Region segmentation data
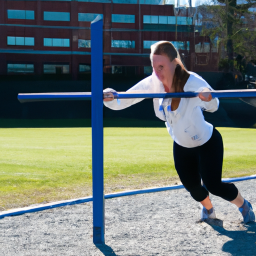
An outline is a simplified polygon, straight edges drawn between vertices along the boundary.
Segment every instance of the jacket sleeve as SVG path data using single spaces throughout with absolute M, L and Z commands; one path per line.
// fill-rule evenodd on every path
M 213 90 L 212 88 L 210 86 L 206 86 L 204 88 L 202 87 L 199 88 L 198 92 L 202 92 L 205 88 L 207 88 L 210 92 Z M 204 111 L 208 112 L 215 112 L 218 108 L 220 104 L 220 100 L 218 98 L 212 98 L 210 102 L 204 102 L 200 100 L 200 106 Z
M 152 86 L 152 76 L 149 76 L 142 80 L 138 84 L 135 84 L 135 86 L 130 88 L 126 92 L 138 92 L 138 93 L 150 93 L 151 91 L 151 88 Z M 116 92 L 114 90 L 110 88 L 106 89 L 103 92 Z M 140 102 L 142 102 L 144 100 L 144 98 L 143 98 L 122 99 L 115 98 L 114 100 L 110 102 L 104 102 L 104 105 L 105 105 L 105 106 L 107 106 L 108 108 L 111 108 L 112 110 L 123 110 L 124 108 L 126 108 L 132 105 L 134 105 L 134 104 L 136 104 L 136 103 L 138 103 Z

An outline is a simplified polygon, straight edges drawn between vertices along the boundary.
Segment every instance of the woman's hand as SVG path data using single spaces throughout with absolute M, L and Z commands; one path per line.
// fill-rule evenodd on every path
M 114 100 L 114 94 L 118 94 L 116 90 L 111 88 L 106 88 L 103 90 L 103 101 L 112 102 Z
M 212 98 L 210 90 L 206 88 L 204 88 L 202 90 L 199 92 L 198 96 L 203 102 L 210 102 Z
M 114 99 L 114 95 L 111 92 L 103 92 L 103 101 L 112 102 Z

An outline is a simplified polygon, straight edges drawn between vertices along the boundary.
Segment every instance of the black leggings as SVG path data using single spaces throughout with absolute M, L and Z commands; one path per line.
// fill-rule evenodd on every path
M 222 182 L 223 154 L 222 136 L 215 128 L 209 140 L 201 146 L 184 148 L 174 142 L 175 168 L 182 184 L 196 201 L 206 199 L 208 191 L 228 201 L 238 196 L 233 184 Z

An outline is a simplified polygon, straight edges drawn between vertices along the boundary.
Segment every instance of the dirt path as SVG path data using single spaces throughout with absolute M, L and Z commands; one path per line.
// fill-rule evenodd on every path
M 256 209 L 256 180 L 235 183 Z M 200 222 L 184 189 L 105 201 L 104 246 L 92 242 L 92 204 L 0 220 L 0 256 L 256 256 L 256 225 L 211 196 L 218 218 Z

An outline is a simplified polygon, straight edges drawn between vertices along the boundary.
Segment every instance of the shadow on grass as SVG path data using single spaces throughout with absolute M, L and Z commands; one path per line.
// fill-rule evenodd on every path
M 256 255 L 256 224 L 254 222 L 244 224 L 244 230 L 229 231 L 223 228 L 220 220 L 207 220 L 205 222 L 219 236 L 226 236 L 232 240 L 223 245 L 222 250 L 233 256 L 255 256 Z

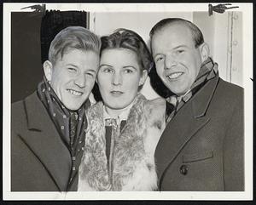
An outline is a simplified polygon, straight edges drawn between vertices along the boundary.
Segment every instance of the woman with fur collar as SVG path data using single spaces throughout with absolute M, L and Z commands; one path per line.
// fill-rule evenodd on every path
M 136 32 L 102 37 L 97 83 L 102 101 L 86 114 L 88 130 L 79 191 L 154 191 L 154 150 L 165 128 L 166 103 L 139 93 L 152 66 Z

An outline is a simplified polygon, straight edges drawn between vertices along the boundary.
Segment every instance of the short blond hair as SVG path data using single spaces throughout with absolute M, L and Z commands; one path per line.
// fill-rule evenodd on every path
M 48 59 L 55 64 L 69 49 L 93 51 L 100 54 L 101 40 L 98 36 L 82 26 L 68 26 L 61 30 L 50 43 Z

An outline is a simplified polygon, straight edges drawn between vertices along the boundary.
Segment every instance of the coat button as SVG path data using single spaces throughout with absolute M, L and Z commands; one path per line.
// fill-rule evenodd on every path
M 188 167 L 184 164 L 183 164 L 180 168 L 179 171 L 182 174 L 186 175 L 188 174 Z

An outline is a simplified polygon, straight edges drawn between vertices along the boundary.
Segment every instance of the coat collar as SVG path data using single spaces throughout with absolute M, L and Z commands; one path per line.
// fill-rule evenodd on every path
M 28 132 L 21 136 L 60 191 L 66 191 L 72 168 L 68 148 L 35 92 L 25 100 Z
M 159 185 L 167 167 L 173 162 L 188 141 L 210 120 L 206 112 L 219 77 L 208 81 L 166 125 L 157 145 L 155 159 Z

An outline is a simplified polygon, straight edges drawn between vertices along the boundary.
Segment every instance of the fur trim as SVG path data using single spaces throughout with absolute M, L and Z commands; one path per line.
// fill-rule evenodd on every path
M 139 94 L 126 124 L 115 139 L 113 181 L 108 178 L 102 103 L 87 113 L 89 132 L 79 168 L 79 191 L 154 191 L 154 150 L 165 128 L 165 100 Z

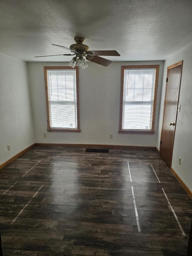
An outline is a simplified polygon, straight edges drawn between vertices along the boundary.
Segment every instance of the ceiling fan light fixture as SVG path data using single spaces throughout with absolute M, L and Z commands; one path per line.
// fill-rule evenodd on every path
M 82 68 L 83 69 L 85 69 L 85 68 L 86 68 L 88 67 L 88 64 L 87 63 L 87 62 L 85 61 L 85 65 L 84 66 L 84 67 L 82 67 Z
M 68 64 L 68 66 L 69 66 L 70 67 L 71 67 L 72 68 L 74 68 L 76 63 L 77 57 L 74 57 L 74 58 L 73 58 L 71 60 Z
M 79 67 L 81 68 L 84 68 L 86 66 L 86 64 L 87 66 L 86 68 L 87 68 L 88 67 L 88 65 L 83 59 L 83 57 L 80 57 L 79 58 Z

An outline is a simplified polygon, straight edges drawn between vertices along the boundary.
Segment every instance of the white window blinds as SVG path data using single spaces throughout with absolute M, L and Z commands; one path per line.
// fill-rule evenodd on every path
M 50 128 L 77 129 L 75 69 L 47 70 Z
M 152 129 L 156 69 L 125 69 L 122 128 Z

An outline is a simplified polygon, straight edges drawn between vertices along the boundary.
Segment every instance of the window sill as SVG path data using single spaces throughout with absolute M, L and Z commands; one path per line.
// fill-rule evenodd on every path
M 80 132 L 79 129 L 62 129 L 55 128 L 47 129 L 47 131 L 53 132 Z
M 155 132 L 152 131 L 142 131 L 138 130 L 133 131 L 132 130 L 121 130 L 118 131 L 119 133 L 127 133 L 130 134 L 155 134 Z

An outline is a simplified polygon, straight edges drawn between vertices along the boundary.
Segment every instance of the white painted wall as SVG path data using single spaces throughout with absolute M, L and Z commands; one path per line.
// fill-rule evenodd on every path
M 0 164 L 34 143 L 31 101 L 27 64 L 0 53 Z
M 166 60 L 165 63 L 157 147 L 159 149 L 167 68 L 183 60 L 172 167 L 192 191 L 192 44 Z M 178 163 L 181 158 L 181 165 Z
M 80 68 L 80 133 L 47 132 L 44 66 L 68 63 L 28 63 L 36 143 L 101 144 L 155 146 L 156 135 L 119 134 L 121 66 L 160 64 L 155 130 L 158 128 L 164 61 L 115 62 L 107 68 L 88 62 Z M 46 138 L 43 133 L 47 133 Z M 110 139 L 110 134 L 113 138 Z

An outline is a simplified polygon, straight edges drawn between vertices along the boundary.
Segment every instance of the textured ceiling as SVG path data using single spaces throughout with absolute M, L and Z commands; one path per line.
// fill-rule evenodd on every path
M 192 43 L 192 0 L 0 0 L 0 52 L 65 61 L 75 36 L 114 61 L 164 60 Z

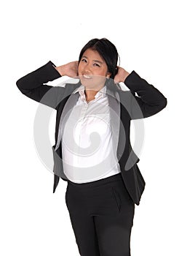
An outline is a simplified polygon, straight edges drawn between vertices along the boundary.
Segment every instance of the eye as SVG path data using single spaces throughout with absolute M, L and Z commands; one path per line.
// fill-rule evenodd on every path
M 94 64 L 94 66 L 96 66 L 96 67 L 100 67 L 98 64 L 97 64 L 97 63 L 95 63 Z
M 87 62 L 87 60 L 86 60 L 85 59 L 81 59 L 81 61 Z

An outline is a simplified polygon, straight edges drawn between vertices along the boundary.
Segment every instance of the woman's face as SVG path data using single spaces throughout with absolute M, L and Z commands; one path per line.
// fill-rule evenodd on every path
M 79 76 L 86 89 L 99 90 L 110 77 L 106 63 L 97 50 L 85 50 L 79 63 Z

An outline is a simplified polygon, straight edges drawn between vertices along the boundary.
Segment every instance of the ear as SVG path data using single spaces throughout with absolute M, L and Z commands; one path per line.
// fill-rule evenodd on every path
M 106 78 L 110 78 L 111 75 L 111 73 L 108 72 L 108 73 L 106 74 Z

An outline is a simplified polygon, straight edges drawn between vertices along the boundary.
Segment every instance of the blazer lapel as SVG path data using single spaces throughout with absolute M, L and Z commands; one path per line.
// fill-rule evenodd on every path
M 57 141 L 56 143 L 55 151 L 56 151 L 60 146 L 60 143 L 62 139 L 63 129 L 64 129 L 64 124 L 65 123 L 65 121 L 69 117 L 71 111 L 72 110 L 73 106 L 76 104 L 76 102 L 78 101 L 79 97 L 79 93 L 76 93 L 76 94 L 72 93 L 69 97 L 69 98 L 68 99 L 63 108 L 63 110 L 60 116 L 60 119 L 58 133 L 57 133 Z

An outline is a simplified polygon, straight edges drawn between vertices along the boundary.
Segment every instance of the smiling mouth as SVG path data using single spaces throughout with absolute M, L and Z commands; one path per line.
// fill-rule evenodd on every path
M 91 79 L 92 76 L 91 75 L 83 75 L 84 78 L 86 79 Z

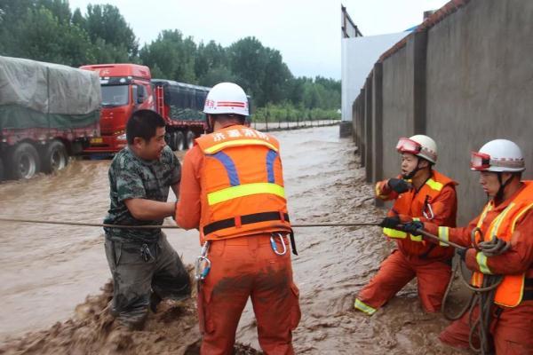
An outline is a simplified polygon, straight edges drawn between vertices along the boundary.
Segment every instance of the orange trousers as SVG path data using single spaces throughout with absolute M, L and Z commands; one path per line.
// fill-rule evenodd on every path
M 363 304 L 362 308 L 366 310 L 362 311 L 372 314 L 415 277 L 424 310 L 438 312 L 451 277 L 451 267 L 440 261 L 414 264 L 398 249 L 381 263 L 378 273 L 357 295 L 357 300 Z
M 203 333 L 201 354 L 233 354 L 235 331 L 248 297 L 263 351 L 294 353 L 292 330 L 300 320 L 298 290 L 292 280 L 289 241 L 284 238 L 283 242 L 287 252 L 282 256 L 274 253 L 270 234 L 211 241 L 208 254 L 211 268 L 198 295 Z M 281 252 L 283 247 L 279 238 L 276 244 Z
M 533 301 L 523 301 L 513 308 L 500 308 L 499 317 L 495 306 L 490 334 L 497 355 L 533 354 Z M 503 311 L 501 311 L 503 310 Z M 473 319 L 477 319 L 478 309 L 474 309 Z M 441 342 L 454 348 L 468 349 L 469 313 L 448 326 L 439 335 Z M 473 339 L 479 347 L 479 338 Z

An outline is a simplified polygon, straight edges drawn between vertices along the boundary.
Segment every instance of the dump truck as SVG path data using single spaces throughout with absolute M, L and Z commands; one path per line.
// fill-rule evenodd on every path
M 63 169 L 99 136 L 95 73 L 0 56 L 0 179 Z

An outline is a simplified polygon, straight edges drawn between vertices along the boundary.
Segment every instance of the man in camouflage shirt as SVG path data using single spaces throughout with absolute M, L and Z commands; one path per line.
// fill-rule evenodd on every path
M 174 215 L 169 187 L 179 196 L 180 165 L 164 141 L 165 122 L 139 110 L 126 126 L 128 146 L 109 167 L 111 206 L 104 223 L 161 225 Z M 190 296 L 188 273 L 161 229 L 105 228 L 106 256 L 113 274 L 112 313 L 131 329 L 142 328 L 148 308 L 163 298 Z

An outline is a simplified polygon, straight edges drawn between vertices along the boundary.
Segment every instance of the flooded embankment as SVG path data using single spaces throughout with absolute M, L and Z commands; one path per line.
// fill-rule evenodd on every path
M 338 127 L 272 134 L 282 144 L 292 221 L 381 219 L 385 211 L 373 207 L 372 186 L 364 183 L 354 146 L 338 138 Z M 0 216 L 101 222 L 108 208 L 108 165 L 76 161 L 54 176 L 4 183 Z M 2 223 L 0 231 L 0 354 L 197 353 L 194 300 L 163 304 L 144 331 L 116 328 L 107 310 L 110 272 L 100 229 Z M 197 233 L 169 230 L 167 235 L 192 264 Z M 457 353 L 439 343 L 448 321 L 422 312 L 415 283 L 371 318 L 353 311 L 355 294 L 393 248 L 378 227 L 299 228 L 296 238 L 299 256 L 293 268 L 302 310 L 294 332 L 297 353 Z M 256 332 L 249 304 L 237 342 L 259 349 Z M 254 352 L 244 346 L 238 351 Z

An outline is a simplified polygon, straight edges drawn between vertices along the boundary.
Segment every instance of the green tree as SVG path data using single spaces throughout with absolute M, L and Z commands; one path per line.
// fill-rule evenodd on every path
M 77 15 L 76 21 L 79 21 Z M 139 41 L 116 6 L 89 4 L 87 14 L 80 22 L 89 34 L 92 43 L 97 45 L 99 51 L 115 48 L 108 56 L 100 51 L 97 59 L 107 57 L 115 58 L 113 61 L 118 61 L 124 57 L 132 59 L 137 56 Z
M 157 65 L 165 79 L 195 83 L 195 52 L 192 37 L 184 39 L 178 30 L 163 30 L 155 41 L 140 50 L 139 58 L 146 66 Z

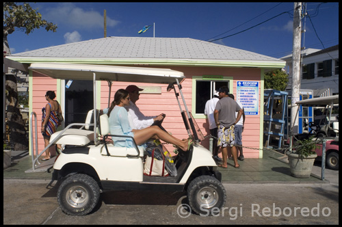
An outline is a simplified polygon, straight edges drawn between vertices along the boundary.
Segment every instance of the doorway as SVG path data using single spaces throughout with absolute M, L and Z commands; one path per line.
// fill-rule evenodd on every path
M 92 81 L 66 80 L 65 83 L 65 126 L 84 123 L 88 112 L 94 109 Z

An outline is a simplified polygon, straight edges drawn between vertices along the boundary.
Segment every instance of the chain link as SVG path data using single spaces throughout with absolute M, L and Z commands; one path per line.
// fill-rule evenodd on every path
M 292 135 L 291 135 L 292 136 Z M 218 137 L 214 137 L 213 135 L 206 135 L 205 136 L 205 139 L 206 139 L 208 137 L 211 137 L 213 139 L 216 139 L 217 140 L 219 140 L 220 139 L 218 138 Z M 294 137 L 296 140 L 298 140 L 295 137 Z M 310 142 L 307 144 L 317 144 L 317 143 L 320 143 L 323 142 L 323 139 L 321 138 L 317 138 L 316 140 L 315 141 L 313 141 L 312 142 Z M 302 146 L 307 146 L 307 145 L 300 145 L 300 146 L 293 146 L 292 147 L 292 149 L 295 149 L 295 148 L 300 148 L 300 147 L 302 147 Z M 280 151 L 281 152 L 283 152 L 283 154 L 286 154 L 287 151 L 289 151 L 291 152 L 291 148 L 289 147 L 289 148 L 279 148 L 278 149 L 277 149 L 277 150 L 274 150 L 274 149 L 271 149 L 271 148 L 266 148 L 266 147 L 263 147 L 262 149 L 261 148 L 251 148 L 251 147 L 248 147 L 248 146 L 242 146 L 242 145 L 238 145 L 238 144 L 235 144 L 235 146 L 237 147 L 241 147 L 241 148 L 248 148 L 248 149 L 251 149 L 251 150 L 271 150 L 271 151 Z
M 293 136 L 293 134 L 292 134 L 291 132 L 290 132 L 290 137 L 291 136 Z M 205 139 L 203 140 L 205 140 L 207 139 L 208 137 L 211 137 L 213 139 L 216 139 L 217 140 L 219 140 L 220 139 L 218 138 L 218 137 L 215 137 L 215 136 L 213 135 L 206 135 L 205 136 Z M 293 138 L 295 138 L 295 140 L 298 140 L 297 138 L 295 138 L 295 137 L 293 136 Z M 323 139 L 322 138 L 316 138 L 315 140 L 313 141 L 312 142 L 310 142 L 310 143 L 308 143 L 306 144 L 304 144 L 304 145 L 299 145 L 299 146 L 292 146 L 292 149 L 295 149 L 295 148 L 301 148 L 302 146 L 307 146 L 307 144 L 318 144 L 318 143 L 321 143 L 323 142 Z M 166 143 L 166 142 L 164 142 L 164 143 L 161 143 L 161 144 L 170 144 L 170 143 Z M 251 147 L 248 147 L 248 146 L 242 146 L 242 145 L 238 145 L 238 144 L 235 144 L 235 146 L 237 146 L 237 147 L 241 147 L 241 148 L 248 148 L 248 149 L 250 149 L 250 150 L 270 150 L 270 151 L 277 151 L 277 152 L 281 152 L 283 154 L 286 154 L 286 152 L 287 151 L 290 152 L 291 152 L 291 147 L 289 147 L 289 148 L 278 148 L 277 150 L 274 150 L 274 149 L 271 149 L 271 148 L 266 148 L 266 147 L 263 147 L 263 148 L 251 148 Z

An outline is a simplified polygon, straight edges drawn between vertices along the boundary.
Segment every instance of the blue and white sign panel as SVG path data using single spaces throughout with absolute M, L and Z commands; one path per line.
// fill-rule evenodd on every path
M 259 82 L 237 81 L 237 100 L 244 107 L 245 114 L 258 115 Z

PROBLEM REQUIREMENTS >>
Rewrite the records from the start through the line containing "M 152 86 L 152" as a two-column CSV with the columns "prompt" and "response", one row per record, each value in a single quoted field with line breaks replaced by spaces. Leave the pictures out.

RESULT BELOW >>
prompt,response
"An outline is a simplified polygon, straight edges drawn between vertices along the boundary. Segment every instance of the jacket sleeve as SVG path data using single spaces throughout with absolute M, L and Z commands; one path per line. // fill-rule evenodd on every path","M 213 90 L 212 88 L 210 86 L 206 86 L 204 88 L 202 87 L 199 88 L 198 92 L 202 92 L 205 88 L 207 88 L 210 92 Z M 204 111 L 208 112 L 215 112 L 218 108 L 220 104 L 220 100 L 218 98 L 212 98 L 210 102 L 204 102 L 200 100 L 200 106 Z M 152 86 L 152 76 L 149 76 L 142 80 L 138 84 L 135 84 L 135 86 L 130 88 L 126 92 L 138 92 L 138 93 L 150 93 L 151 91 L 151 88 Z M 116 92 L 114 90 L 110 88 L 106 89 L 103 92 Z M 140 102 L 142 102 L 144 100 L 144 98 L 143 98 L 122 99 L 115 98 L 114 100 L 110 102 L 104 102 L 104 105 L 105 105 L 105 106 L 107 106 L 108 108 L 111 108 L 112 110 L 123 110 L 124 108 L 126 108 L 132 105 L 134 105 L 134 104 L 136 104 L 136 103 L 138 103 Z"